## Passage given

════

I spent days, nights and weekends ensuring that I learnt as much as possible about that aspect of the business and as a result of the effort, I was headhunted by a different division of the company 11 months into the program. I knew that I wasn’t particularly passionate about the division I was asked to join, but the pressures from my “things to do by 25” list hit. As young professionals, we are constantly bombarded with lists noting young individuals doing extraordinary things in their fields; with Forbes and Times magazines 30 under 30 lists being the most prominent. The purpose of these lists is to serve as motivators for success, but they also create a sense that in order for one to be truly successful, one has to do it in their youth.

I have since learnt that living a purpose-driven life does not succumb to the same rules.  Despite the lack of interest in the division I was called into, I accepted the offer because I was in a race to buy my first car, my first home and find a specialization in the workplace that would send me on a path to become captain of industry in my chosen field. A few months into this new role, the cracks began to show. My work ethic had dwindled and a once extremely excited employee felt a deep sense of internal dissonance. Within one year in this space, I knew I had to course correct and acquire the skills needed to move back into the space of my former glory. I needed to go back to school to complete a Master’s degree and it was a matter needing urgent attention.

What I have come to realize about fulfillment is the psychological effects that this has. It brings about feelings of lack of control, limits vision and self-belief and decreases drive; a price too high to pay. The plan was to resign from my job and study full time. To say that this decision was met with skepticism from colleagues, friends and family would be an understatement. Armed with the knowledge of exactly what I wanted and did not want out of a career, I quit my job two years into it to pursue a Master’s degree full time. Now as a full-time student, I can confidently say that this has been an extremely gratifying decision. Filled with a renewed sense of direction and purpose I can say that I am moving boldly into the direction of my dreams.  I started over.

════

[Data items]

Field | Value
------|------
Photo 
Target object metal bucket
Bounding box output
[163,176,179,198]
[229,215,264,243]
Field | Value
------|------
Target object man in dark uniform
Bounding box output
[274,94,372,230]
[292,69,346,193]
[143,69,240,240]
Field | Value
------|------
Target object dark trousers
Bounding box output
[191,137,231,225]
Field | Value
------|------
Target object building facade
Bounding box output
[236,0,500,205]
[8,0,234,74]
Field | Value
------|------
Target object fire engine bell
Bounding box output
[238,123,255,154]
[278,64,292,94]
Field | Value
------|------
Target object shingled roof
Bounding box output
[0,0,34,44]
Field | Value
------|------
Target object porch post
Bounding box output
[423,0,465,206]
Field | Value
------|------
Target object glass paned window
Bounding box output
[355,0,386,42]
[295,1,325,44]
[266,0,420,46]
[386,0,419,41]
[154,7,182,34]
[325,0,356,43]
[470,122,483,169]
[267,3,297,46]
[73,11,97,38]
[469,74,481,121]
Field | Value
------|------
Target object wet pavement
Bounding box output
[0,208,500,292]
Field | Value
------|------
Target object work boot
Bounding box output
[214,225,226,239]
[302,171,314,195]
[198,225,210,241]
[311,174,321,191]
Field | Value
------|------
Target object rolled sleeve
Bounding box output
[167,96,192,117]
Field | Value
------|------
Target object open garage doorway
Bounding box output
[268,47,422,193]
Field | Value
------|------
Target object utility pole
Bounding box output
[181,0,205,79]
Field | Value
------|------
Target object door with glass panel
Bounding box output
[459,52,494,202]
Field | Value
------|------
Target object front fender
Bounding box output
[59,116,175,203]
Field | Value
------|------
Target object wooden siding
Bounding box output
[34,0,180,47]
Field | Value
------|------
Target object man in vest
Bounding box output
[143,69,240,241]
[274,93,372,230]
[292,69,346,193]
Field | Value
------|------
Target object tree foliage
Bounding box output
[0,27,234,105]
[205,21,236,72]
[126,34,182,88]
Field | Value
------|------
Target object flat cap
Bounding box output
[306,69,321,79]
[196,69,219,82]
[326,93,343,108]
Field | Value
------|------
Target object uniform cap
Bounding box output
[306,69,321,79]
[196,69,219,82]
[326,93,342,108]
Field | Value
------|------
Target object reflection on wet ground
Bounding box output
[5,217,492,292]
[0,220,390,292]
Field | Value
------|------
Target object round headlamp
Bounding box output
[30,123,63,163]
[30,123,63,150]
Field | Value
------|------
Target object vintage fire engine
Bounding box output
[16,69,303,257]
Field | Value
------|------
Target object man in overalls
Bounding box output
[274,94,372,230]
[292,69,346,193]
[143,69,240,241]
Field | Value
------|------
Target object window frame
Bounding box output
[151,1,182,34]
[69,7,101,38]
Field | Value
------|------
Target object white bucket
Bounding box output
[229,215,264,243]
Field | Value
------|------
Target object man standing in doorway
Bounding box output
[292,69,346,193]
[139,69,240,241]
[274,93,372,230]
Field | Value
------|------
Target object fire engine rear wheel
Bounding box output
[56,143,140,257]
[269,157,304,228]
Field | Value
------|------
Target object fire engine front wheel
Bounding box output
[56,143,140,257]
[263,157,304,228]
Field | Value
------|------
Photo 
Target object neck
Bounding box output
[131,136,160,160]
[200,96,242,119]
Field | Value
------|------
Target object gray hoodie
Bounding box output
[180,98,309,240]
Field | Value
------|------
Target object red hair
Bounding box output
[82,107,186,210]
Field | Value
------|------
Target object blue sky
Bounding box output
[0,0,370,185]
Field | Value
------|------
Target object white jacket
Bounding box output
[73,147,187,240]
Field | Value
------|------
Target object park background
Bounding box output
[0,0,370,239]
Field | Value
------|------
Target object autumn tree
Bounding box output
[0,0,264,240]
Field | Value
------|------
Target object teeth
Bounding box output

════

## Work instructions
[A] Answer these questions using the career essay:
(i) How many months into the program was the writer headhunted by another division?
(ii) Which two magazines' lists does the essay name as the most prominent?
(iii) How long into the job did the writer quit to study full time?
[B] Return word for word the data items, starting at their first line and ending at the line that contains "[459,52,494,202]", including both of those lines.

## Task-by-task solutions
[A]
(i) 11 months
(ii) Forbes and Times
(iii) Two years

[B]
Field | Value
------|------
Photo 
Target object metal bucket
Bounding box output
[163,176,179,198]
[229,215,264,243]
Field | Value
------|------
Target object man in dark uniform
Bounding box output
[274,94,372,230]
[292,69,346,193]
[143,69,240,240]
Field | Value
------|------
Target object dark trousers
Bounding box output
[191,137,231,225]
Field | Value
------|------
Target object building facade
Bounding box output
[236,0,500,205]
[8,0,234,74]
Field | Value
------|------
Target object fire engine bell
Bounding box output
[238,123,255,154]
[278,64,292,94]
Field | Value
------|------
Target object shingled roof
Bounding box output
[0,0,34,44]
Field | Value
------|------
Target object porch post
Bounding box output
[423,0,465,206]
Field | Value
------|------
Target object glass paned window
Bounding box output
[355,0,386,42]
[295,1,325,44]
[266,0,420,46]
[386,0,419,41]
[154,7,182,34]
[325,0,356,43]
[470,122,483,169]
[267,3,297,46]
[73,11,97,38]
[469,74,481,121]
Field | Value
------|------
Target object wet pavement
Bounding box output
[0,208,500,292]
Field | Value
------|------
Target object work boot
Bounding box output
[214,225,226,239]
[302,171,314,195]
[198,225,210,241]
[311,174,321,191]
Field | Value
------|------
Target object rolled sleeve
Bounding box output
[167,96,192,117]
Field | Value
------|------
Target object open garage doorway
Bounding box output
[268,47,422,193]
Field | Value
------|------
Target object utility pole
Bounding box output
[181,0,205,79]
Field | Value
------|------
Target object door with glass panel
Bounding box output
[459,52,494,202]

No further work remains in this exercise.